» **Work required**:
For this task, copy all of the data below exactly and skip the pictures.

» **Records for this task**:

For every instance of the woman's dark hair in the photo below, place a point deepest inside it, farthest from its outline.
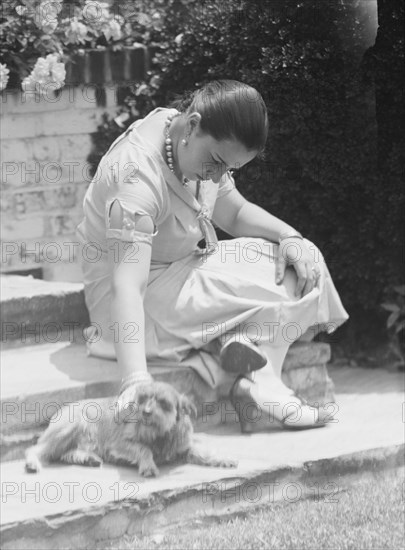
(229, 110)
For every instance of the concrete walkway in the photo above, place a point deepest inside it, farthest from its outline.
(70, 505)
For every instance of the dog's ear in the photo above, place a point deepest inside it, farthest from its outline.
(126, 407)
(186, 406)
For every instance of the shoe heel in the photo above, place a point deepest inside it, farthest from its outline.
(239, 401)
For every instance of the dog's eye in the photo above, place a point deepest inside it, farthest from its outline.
(141, 399)
(166, 405)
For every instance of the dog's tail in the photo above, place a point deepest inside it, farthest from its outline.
(59, 437)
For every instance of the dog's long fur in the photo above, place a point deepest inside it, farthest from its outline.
(154, 428)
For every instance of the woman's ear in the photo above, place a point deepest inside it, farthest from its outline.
(193, 122)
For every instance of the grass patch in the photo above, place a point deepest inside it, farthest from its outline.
(368, 514)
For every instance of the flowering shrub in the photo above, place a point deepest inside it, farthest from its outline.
(37, 38)
(47, 71)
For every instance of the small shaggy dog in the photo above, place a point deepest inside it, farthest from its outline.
(154, 428)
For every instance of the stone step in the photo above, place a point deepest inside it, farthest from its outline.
(76, 507)
(38, 379)
(34, 310)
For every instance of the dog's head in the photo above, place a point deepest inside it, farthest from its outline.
(154, 408)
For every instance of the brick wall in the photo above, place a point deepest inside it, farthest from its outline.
(45, 142)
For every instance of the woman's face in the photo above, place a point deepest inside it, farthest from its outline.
(206, 158)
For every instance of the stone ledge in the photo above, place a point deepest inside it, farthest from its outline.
(29, 306)
(64, 373)
(173, 501)
(359, 440)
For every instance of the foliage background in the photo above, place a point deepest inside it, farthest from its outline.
(331, 169)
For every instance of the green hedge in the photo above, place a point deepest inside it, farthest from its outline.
(320, 170)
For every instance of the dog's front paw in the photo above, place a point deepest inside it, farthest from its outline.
(32, 466)
(148, 469)
(228, 463)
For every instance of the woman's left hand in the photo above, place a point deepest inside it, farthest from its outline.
(293, 251)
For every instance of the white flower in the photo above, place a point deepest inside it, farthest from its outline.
(76, 33)
(21, 10)
(96, 13)
(112, 30)
(178, 40)
(48, 72)
(4, 71)
(46, 15)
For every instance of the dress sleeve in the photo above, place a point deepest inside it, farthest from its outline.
(226, 184)
(136, 182)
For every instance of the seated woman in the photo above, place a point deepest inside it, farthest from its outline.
(228, 310)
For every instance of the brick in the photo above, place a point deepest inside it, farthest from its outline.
(83, 121)
(63, 224)
(75, 147)
(20, 230)
(16, 126)
(305, 354)
(46, 149)
(17, 150)
(312, 383)
(12, 174)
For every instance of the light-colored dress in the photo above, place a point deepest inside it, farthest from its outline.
(194, 296)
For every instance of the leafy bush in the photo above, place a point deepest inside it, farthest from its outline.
(33, 29)
(320, 171)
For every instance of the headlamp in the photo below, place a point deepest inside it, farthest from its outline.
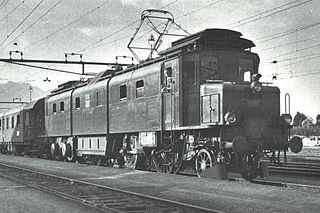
(256, 86)
(230, 117)
(286, 118)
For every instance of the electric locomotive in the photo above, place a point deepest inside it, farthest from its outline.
(199, 104)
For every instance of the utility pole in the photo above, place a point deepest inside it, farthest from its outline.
(30, 90)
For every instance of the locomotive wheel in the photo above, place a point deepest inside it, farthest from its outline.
(164, 162)
(69, 152)
(131, 161)
(252, 168)
(55, 151)
(203, 161)
(249, 175)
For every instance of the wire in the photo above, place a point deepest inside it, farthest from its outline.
(67, 25)
(12, 11)
(91, 46)
(282, 34)
(3, 4)
(288, 44)
(22, 22)
(201, 8)
(32, 24)
(271, 14)
(295, 51)
(45, 68)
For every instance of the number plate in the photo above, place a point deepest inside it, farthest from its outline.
(253, 103)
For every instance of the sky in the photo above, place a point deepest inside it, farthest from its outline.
(286, 32)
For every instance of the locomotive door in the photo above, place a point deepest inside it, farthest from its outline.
(169, 74)
(210, 108)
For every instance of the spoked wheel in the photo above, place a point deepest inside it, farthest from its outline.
(164, 161)
(251, 168)
(131, 161)
(203, 161)
(67, 151)
(55, 151)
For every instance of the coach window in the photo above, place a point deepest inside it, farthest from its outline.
(27, 119)
(245, 69)
(190, 72)
(54, 108)
(87, 100)
(61, 106)
(12, 122)
(47, 109)
(18, 120)
(139, 89)
(77, 102)
(209, 68)
(98, 98)
(123, 92)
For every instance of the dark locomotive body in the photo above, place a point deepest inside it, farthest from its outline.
(20, 128)
(199, 103)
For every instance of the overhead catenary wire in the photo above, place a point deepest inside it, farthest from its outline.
(67, 25)
(289, 43)
(32, 11)
(201, 8)
(14, 9)
(268, 15)
(93, 45)
(45, 68)
(31, 25)
(285, 33)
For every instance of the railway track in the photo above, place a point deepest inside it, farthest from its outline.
(97, 196)
(305, 169)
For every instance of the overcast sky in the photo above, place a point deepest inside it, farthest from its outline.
(285, 31)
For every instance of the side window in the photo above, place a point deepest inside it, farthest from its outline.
(77, 102)
(47, 109)
(123, 92)
(87, 100)
(27, 120)
(190, 72)
(139, 88)
(12, 122)
(98, 98)
(61, 106)
(54, 108)
(245, 69)
(247, 76)
(209, 68)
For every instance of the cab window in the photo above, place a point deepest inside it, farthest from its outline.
(209, 68)
(77, 102)
(245, 69)
(123, 92)
(190, 72)
(139, 88)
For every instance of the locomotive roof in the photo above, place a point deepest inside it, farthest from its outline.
(212, 39)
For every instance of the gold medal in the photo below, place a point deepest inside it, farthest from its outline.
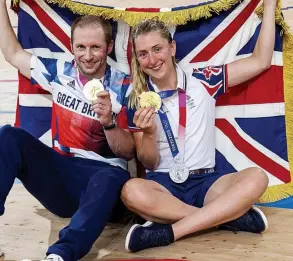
(148, 99)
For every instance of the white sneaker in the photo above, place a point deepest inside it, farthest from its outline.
(51, 257)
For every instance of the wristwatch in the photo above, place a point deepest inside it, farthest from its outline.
(112, 125)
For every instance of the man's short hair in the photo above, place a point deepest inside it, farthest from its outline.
(93, 20)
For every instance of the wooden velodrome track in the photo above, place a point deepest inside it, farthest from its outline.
(27, 228)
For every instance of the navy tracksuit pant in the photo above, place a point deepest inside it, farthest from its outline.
(85, 190)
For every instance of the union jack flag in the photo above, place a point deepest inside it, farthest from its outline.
(250, 119)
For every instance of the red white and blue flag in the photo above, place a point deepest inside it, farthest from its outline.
(250, 119)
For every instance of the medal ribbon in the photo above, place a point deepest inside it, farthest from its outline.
(82, 80)
(182, 120)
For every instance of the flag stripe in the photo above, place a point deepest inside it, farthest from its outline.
(49, 23)
(211, 49)
(251, 152)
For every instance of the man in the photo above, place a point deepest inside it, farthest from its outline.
(83, 181)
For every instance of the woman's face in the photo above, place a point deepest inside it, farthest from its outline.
(155, 54)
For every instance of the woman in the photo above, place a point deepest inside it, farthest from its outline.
(182, 192)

» **Expected output**:
For every instance of the woman's dark hair in the photo below, place a point deepest inside it, farthest from its outline.
(229, 110)
For every instance of the concrete walkway in the photo above, place a point deepest inside it, farthest from its outline.
(70, 505)
For every instance of the dog's ear in the photo above, place a point deepest inside it, farthest from its outline.
(126, 407)
(186, 406)
For every instance of the shoe heel in the photo above, place a point deepest inside it, farthest from its outline.
(239, 401)
For every instance of the dog's eye in the photo above, place a point deepest inside it, farthest from its outline.
(141, 399)
(166, 405)
For every instance of the dog's tail in the photo above, place a point deepest inside it, farthest from its outline.
(59, 437)
For every instance of the dog's long fur in the photo above, place a point deepest inside it, farthest from its outline.
(154, 428)
For every instance of the woman's ear in the photo above, place a point deepest inside it, farthest from its outline.
(193, 122)
For every instance of the grass patch in the photo above, place a point deepest inside it, farthest from its outline.
(368, 514)
For every instance of the flowering shrub in the photo above, place a point deepest inside it, farthest from its outline.
(37, 38)
(47, 71)
For every instance of the small shaggy dog in the photo above, place a point deepest inside it, farthest from its outline.
(154, 428)
For every instance of the stone step in the photo above, place a point deepest inside it, farthest from its outline.
(76, 507)
(38, 379)
(34, 310)
For every instance of the dog's head in the photo above, place a point deepest inside it, farthest from its outline.
(154, 408)
For every instance of the brick wall in the photo above, place a point deepest inside it, farthest from its outline.
(45, 142)
For every instance of the woman's face in the photo above, place a point deepest inside it, farthest from its outline.
(206, 158)
For every instance of the stone ledge in the photo above, place a point deepest inside it, farthest from its outline.
(29, 306)
(64, 373)
(173, 501)
(359, 440)
For every instance of the foliage background in the photo above, place a point deepest inside it, farthest from its outline.
(331, 169)
For every instance of the green hedge in the photo above, place a point deepest inside it, farthest from its outline.
(320, 170)
For every instance of the dog's front paw in the photo above, place a point deepest inside it, farthest from its outline.
(32, 466)
(148, 469)
(228, 463)
For every instance of the woman's left hand in the photo above, place a point deepest inside it, farthest from its outline.
(293, 251)
For every instance of the white flower in the photo above, place a point deepest inside it, farthest from its outline.
(76, 33)
(21, 10)
(96, 13)
(112, 30)
(178, 40)
(48, 72)
(4, 71)
(46, 15)
For every instance of the dress sleeve in the photo above, place a point deepest inside it, farthest from its outline.
(226, 184)
(136, 182)
For every instance of the seated woman in the photo above, place a point deepest inside it, farthest from its outline.
(228, 310)
For every instance of the brick in the photo above, place a point deepest inside it, farthest from its outline.
(83, 121)
(63, 224)
(75, 147)
(20, 230)
(16, 126)
(305, 354)
(46, 149)
(17, 150)
(312, 383)
(12, 174)
For every instance of the light-colored dress in the photo above, place a point deepest inside it, farthest from its outline.
(194, 296)
For every instance of the leafy bush in the photo above, place a point deepest inside it, farthest from its outline.
(33, 29)
(320, 171)
For every instance of the headlamp in the photo below, place a point deepest inside it, farthest from its outline.
(256, 86)
(230, 117)
(286, 118)
For every instance of the electric locomotive in the photo above, place a point deepest inside it, farthest from its outline.
(199, 104)
For every instance of the utility pole in the photo above, place a point deepest inside it, farthest from its outline.
(30, 90)
For every instance of the locomotive wheel in the photo above, place a point deepest inside it, farthest from its outline.
(164, 162)
(69, 152)
(131, 161)
(252, 168)
(55, 151)
(203, 161)
(249, 175)
For every instance of the wire in the photo above, place a point deepest inside it, farthest from its outline.
(67, 25)
(12, 11)
(91, 46)
(282, 34)
(3, 4)
(288, 44)
(22, 22)
(201, 8)
(32, 24)
(271, 14)
(295, 51)
(45, 68)
For every instance of the number plate in the photo above, place a point deepest inside it, farthest from its outline.
(253, 103)
For every instance of the sky in the photo above, place a point deepest inside it, farthest from its outline.
(286, 32)
For every instance of the locomotive door in the photo above, place a point deepest inside it, farthest from its outline.
(169, 74)
(210, 108)
For every instance of the spoked wheel in the photo above, place a point deepest inside it, farthest from its outline.
(164, 161)
(251, 168)
(131, 161)
(203, 161)
(67, 151)
(55, 151)
For every instance of the coach window in the photo above, place a point deepest inside it, farthest from its outline.
(27, 119)
(245, 69)
(190, 72)
(54, 108)
(87, 100)
(61, 106)
(12, 122)
(47, 109)
(18, 120)
(139, 89)
(77, 102)
(209, 68)
(98, 98)
(123, 92)
For every instance of the dark locomotive body in the photo above, place a point deepest inside it, farthest from its outline.
(20, 128)
(199, 103)
For every instance of the overhead catenary wire in the photo above, place a point deepest inside it, farthest from its outline.
(67, 25)
(289, 43)
(32, 11)
(201, 8)
(14, 9)
(268, 15)
(93, 45)
(45, 68)
(31, 25)
(285, 33)
For every instance of the railway track in the photo above, place a point deepest inside it, farthest from its outline.
(97, 196)
(305, 169)
For every instance of the overcast sky in the photo above, place a point deepest inside it, farthest from its outline.
(285, 31)
For every instance of the side window in the photo above, place a point deepest inside it, farthest from its outline.
(77, 102)
(47, 109)
(123, 92)
(87, 100)
(27, 120)
(190, 72)
(139, 88)
(12, 122)
(98, 98)
(61, 106)
(54, 108)
(245, 69)
(247, 76)
(209, 68)
For every instance of the cab window in the photo above, place a point deepest inside it, farthest from its outline.
(209, 68)
(77, 102)
(245, 69)
(123, 92)
(190, 72)
(139, 88)
For every instance of the locomotive roof in the photo above, place a point deepest inside it, farthest from its outline.
(212, 39)
For every instance of the gold medal in the photo below, place a point deepest inside it, farthest from its outline.
(148, 99)
For every instance of the white sneaker in the photo above, place a point deepest inside it, farthest from its outline.
(51, 257)
For every instance of the wristwatch in the photo above, place a point deepest inside it, farthest from its outline.
(112, 125)
For every instance of the man's short hair in the photo above, place a point deepest inside it, farthest from its outline.
(93, 20)
For every instance of the wooden velodrome track in the photo above, place a point deepest inside it, farthest from its outline.
(27, 228)
For every instance of the navy tracksuit pant in the photo above, place a point deepest inside it, farthest from its outline.
(85, 190)
For every instance of the union jack flag in the photo above, place a point deepest inside it, farthest from its outline.
(250, 119)
For every instance of the red white and blue flag in the photo above, place a point deepest inside it, farthest from its outline.
(250, 119)
For every instance of the medal ribbon in the photo above, place a point deepest inside it, farthest from its outline.
(82, 80)
(182, 120)
For every instance of the flag stripe in the photo above, place a point deepest inside it, farthest from its outline.
(49, 23)
(211, 49)
(251, 152)
For every instance of the man in the photo above, place a point deepest inside it, farthest from its outline.
(83, 181)
For every instance of the woman's face in the photo above, place a point deepest inside it, farthest from its outline.
(155, 54)
For every instance of the woman in the photo above, place a point deepest inside it, farthest from its outline.
(182, 192)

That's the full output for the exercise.